> GOAL OF THE EXERCISE
The response should be an exact repetition of all the entries.

════

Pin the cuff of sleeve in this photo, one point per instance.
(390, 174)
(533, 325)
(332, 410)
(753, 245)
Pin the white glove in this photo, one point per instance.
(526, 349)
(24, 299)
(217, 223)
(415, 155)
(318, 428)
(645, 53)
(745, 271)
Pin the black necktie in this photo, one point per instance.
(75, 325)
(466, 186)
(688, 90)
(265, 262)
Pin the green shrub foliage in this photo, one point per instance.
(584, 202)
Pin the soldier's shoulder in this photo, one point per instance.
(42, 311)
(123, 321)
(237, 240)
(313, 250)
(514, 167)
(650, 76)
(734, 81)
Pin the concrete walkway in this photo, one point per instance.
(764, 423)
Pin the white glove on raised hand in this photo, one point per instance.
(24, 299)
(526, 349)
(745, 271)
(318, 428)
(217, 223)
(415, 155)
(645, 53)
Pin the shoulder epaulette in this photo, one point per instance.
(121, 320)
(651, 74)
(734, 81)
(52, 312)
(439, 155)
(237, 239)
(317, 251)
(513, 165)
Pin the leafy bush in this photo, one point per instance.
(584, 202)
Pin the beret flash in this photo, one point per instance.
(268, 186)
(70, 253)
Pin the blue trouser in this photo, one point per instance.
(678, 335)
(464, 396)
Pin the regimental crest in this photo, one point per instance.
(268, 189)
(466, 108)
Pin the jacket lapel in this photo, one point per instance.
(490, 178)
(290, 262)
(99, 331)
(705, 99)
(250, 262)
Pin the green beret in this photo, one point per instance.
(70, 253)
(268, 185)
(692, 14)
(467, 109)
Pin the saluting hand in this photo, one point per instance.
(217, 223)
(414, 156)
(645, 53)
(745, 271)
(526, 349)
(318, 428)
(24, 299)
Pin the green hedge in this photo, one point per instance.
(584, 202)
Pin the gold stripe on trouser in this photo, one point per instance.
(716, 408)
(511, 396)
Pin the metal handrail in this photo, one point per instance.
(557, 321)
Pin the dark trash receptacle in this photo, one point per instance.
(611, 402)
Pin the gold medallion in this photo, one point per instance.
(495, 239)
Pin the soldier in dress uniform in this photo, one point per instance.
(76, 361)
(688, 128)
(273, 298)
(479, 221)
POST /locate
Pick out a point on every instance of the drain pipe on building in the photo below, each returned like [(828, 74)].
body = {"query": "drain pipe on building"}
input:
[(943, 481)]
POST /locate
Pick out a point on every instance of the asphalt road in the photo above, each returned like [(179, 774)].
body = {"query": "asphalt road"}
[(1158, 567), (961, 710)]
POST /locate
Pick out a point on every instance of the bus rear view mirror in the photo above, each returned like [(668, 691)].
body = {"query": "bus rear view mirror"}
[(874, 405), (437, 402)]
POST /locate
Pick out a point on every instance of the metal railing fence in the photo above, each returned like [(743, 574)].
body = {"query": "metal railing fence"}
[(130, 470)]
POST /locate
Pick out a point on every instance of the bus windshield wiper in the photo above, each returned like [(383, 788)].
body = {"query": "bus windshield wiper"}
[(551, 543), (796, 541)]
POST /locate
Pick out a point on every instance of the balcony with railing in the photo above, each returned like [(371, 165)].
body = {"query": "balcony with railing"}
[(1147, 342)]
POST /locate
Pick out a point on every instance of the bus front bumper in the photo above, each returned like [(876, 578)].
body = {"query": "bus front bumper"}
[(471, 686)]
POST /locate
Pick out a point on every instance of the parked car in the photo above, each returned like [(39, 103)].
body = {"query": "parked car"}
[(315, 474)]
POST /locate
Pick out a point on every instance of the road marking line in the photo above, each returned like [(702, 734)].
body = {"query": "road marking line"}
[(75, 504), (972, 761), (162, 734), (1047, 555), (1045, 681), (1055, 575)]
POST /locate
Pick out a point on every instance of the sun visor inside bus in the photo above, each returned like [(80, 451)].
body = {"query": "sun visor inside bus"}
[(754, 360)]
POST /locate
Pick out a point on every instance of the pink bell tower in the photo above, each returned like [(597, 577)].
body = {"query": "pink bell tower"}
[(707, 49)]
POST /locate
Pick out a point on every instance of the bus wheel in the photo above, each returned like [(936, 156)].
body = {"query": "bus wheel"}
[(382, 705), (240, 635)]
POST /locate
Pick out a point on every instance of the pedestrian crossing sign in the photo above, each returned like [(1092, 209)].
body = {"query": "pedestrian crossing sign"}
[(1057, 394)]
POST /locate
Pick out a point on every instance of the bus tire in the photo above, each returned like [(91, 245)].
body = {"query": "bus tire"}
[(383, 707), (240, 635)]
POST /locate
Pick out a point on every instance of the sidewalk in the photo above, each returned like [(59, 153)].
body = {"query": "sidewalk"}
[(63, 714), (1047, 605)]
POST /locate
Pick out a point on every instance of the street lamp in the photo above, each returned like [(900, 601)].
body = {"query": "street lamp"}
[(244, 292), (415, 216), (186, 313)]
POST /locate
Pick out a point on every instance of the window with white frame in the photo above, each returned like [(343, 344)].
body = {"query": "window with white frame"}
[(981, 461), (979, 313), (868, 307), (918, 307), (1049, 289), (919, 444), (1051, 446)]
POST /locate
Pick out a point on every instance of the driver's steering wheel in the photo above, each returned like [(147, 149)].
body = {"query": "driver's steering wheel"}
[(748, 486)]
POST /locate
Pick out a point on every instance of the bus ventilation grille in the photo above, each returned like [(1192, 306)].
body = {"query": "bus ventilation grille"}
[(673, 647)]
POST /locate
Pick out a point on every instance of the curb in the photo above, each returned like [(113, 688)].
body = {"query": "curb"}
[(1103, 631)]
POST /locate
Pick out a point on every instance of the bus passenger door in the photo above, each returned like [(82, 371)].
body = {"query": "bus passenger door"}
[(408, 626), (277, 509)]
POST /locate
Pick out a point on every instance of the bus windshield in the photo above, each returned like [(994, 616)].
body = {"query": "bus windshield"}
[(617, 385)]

════

> SOLUTION FOR THIS TASK
Pin the cuff of sleeve in this photo, one point per instance.
(390, 174)
(533, 325)
(332, 410)
(753, 245)
Pin the white glove in this photo, one point per instance.
(526, 349)
(24, 299)
(217, 223)
(415, 155)
(318, 428)
(645, 53)
(745, 271)
Pin the black necktie in this photo, one point per instance.
(75, 325)
(466, 186)
(688, 90)
(265, 262)
Pin the green shrub foliage in this photo, one point per instance.
(584, 202)
Pin the soldier's shoulder in this photo, one point per instance.
(42, 311)
(123, 321)
(237, 240)
(313, 250)
(514, 167)
(650, 76)
(734, 81)
Pin the concrete walkway in this photo, one point per instance.
(764, 423)
Pin the white glove on raised hand in this photo, one point per instance.
(24, 299)
(526, 349)
(745, 271)
(318, 428)
(217, 223)
(415, 155)
(645, 53)
Pin the shoulder epaulette in this photo, one point per instance.
(121, 320)
(651, 74)
(734, 81)
(52, 312)
(439, 155)
(237, 239)
(317, 251)
(513, 165)
Pin the leafy bush in this photo, one point per instance.
(584, 202)
Pin the beret flash in this photo, one point per instance.
(268, 186)
(70, 253)
Pin the blue trouser in this photo, one point per instance.
(678, 335)
(464, 396)
Pin the regimental crest in this photo, one point per instance.
(268, 189)
(466, 108)
Pin the jacket lapel in this photo, one point per instance.
(490, 178)
(290, 262)
(99, 331)
(705, 99)
(250, 262)
Pin the green beret in this photo, one point per instance.
(70, 253)
(268, 185)
(692, 14)
(467, 109)
Pin the saluting hand in this photo, one point per instance.
(217, 223)
(414, 156)
(645, 53)
(745, 271)
(526, 349)
(318, 428)
(24, 299)
Pin the green hedge in this photo, one point per instance.
(584, 202)
Pin the gold stripe on trouser in this photo, one point per instance.
(716, 408)
(511, 396)
Pin the metal handrail in this photo, one point per instance.
(557, 321)
Pin the dark trash receptacle in this photo, one point per instance.
(611, 402)
Pin the gold medallion in this photo, one point per instance.
(495, 239)
Pin the soldier in dress uniform in this photo, one point per instance.
(76, 361)
(688, 128)
(273, 298)
(479, 221)
POST /locate
Pick out a point on every instance of the drain pipe on building in the photo below, each returned like [(828, 74)].
body = {"query": "drain pipe on building"}
input:
[(943, 481)]
POST /locate
Pick out a point on every instance of the asphalt road in the photo above, each returned like [(179, 774)].
body = {"query": "asphalt road"}
[(1158, 567), (961, 710)]
POST /locate
Pick out a point on every instance of the bus rear view mirror in the photo above, each returned like [(668, 691)].
body = {"query": "bus rear view mirror"}
[(874, 405), (437, 402)]
POST /locate
Pick out a point on every instance of the metal railing fence in the photo above, each returned like [(743, 574)].
body = {"query": "metal railing fence"}
[(130, 470)]
POST /locate
Pick out a point on every instance of the bus windshield wiper in the photo above, each returned like [(383, 788)].
body = {"query": "bus windshield wiper"}
[(551, 543), (796, 541)]
POST /locate
Pick out a point on every instance of the balcony with railing in the photo above, each returned like [(371, 165)].
body = {"query": "balcony with railing"}
[(1147, 342)]
POST /locate
Pick out a point on every instance of the bus front bumper in the photo above, each returned like [(876, 578)].
body = {"query": "bus front bumper"}
[(471, 686)]
POST /locate
Pick out a point on every instance of the parked car in the photo above, each returned like [(39, 103)].
body = {"query": "parked car"}
[(315, 474)]
POST /locate
Pick out a point on every instance of the road marking line in the photo above, each returned like [(702, 734)].
body = {"query": "road marking line"}
[(75, 504), (972, 761), (162, 734), (1047, 555), (1045, 681), (1055, 575)]
POST /locate
Pick out a point on every instance of the sun visor inside bus in the photo above, each returned like [(80, 451)].
body = {"query": "sun visor inside bus"}
[(754, 360)]
POST /locate
Pick out a point on every instance of the pink bell tower in the photo above, each returned like [(597, 577)].
body = {"query": "pink bell tower"}
[(707, 49)]
POST /locate
Pick out a point on every instance of the bus wheel in the photo above, each returned like [(936, 156)].
body = {"query": "bus wheel"}
[(382, 705), (240, 635)]
POST /locate
Pick out a point on every instance of the pedestrian crossing sign in the photo above, each returned like [(1092, 209)].
body = {"query": "pedestrian crossing sign"}
[(1057, 394)]
POST /locate
Pick out a point on every instance of the bus tire in the photo above, each returned like [(91, 245)].
body = {"query": "bus tire"}
[(383, 707), (240, 635)]
POST /locate
Pick out a point on every instance of the sidewalk in the photo above, each returned like [(59, 153)].
body = {"query": "sidewalk"}
[(63, 714), (1047, 605)]
POST /locate
Pick out a point on every instance of the street lamp in the photo above, each returned like [(900, 601)].
body = {"query": "street lamp"}
[(244, 292), (415, 216), (186, 313)]
POST /locate
Pick out a point on every instance of the window with white frame in the photo above, each returned like [(343, 344)].
body = {"query": "window with white frame"}
[(981, 461), (979, 313), (868, 307), (918, 307), (1049, 289), (919, 444), (1051, 446)]
POST /locate
Pick out a point on every instance of the driver's steering wheel in the photo above, each returned like [(147, 149)].
body = {"query": "driver's steering wheel"}
[(748, 486)]
POST /locate
Pick out a point on every instance of the bus ventilation grille in the photo above, each returned like [(1192, 306)].
body = {"query": "bus ventilation grille"}
[(673, 647)]
POST /locate
Pick out a point on every instance of the curb in the photo above, each returned like [(113, 688)].
body = {"query": "curb"}
[(1103, 631)]
POST /locate
Pick out a point on every instance of the bus passenger door in the photo above, each returned like [(82, 371)].
body = {"query": "bus passenger door"}
[(408, 626), (277, 509)]
POST /locate
Pick out a point on every instance of the bus windshield in the photo above, each returned like [(994, 616)].
body = {"query": "bus windshield"}
[(617, 385)]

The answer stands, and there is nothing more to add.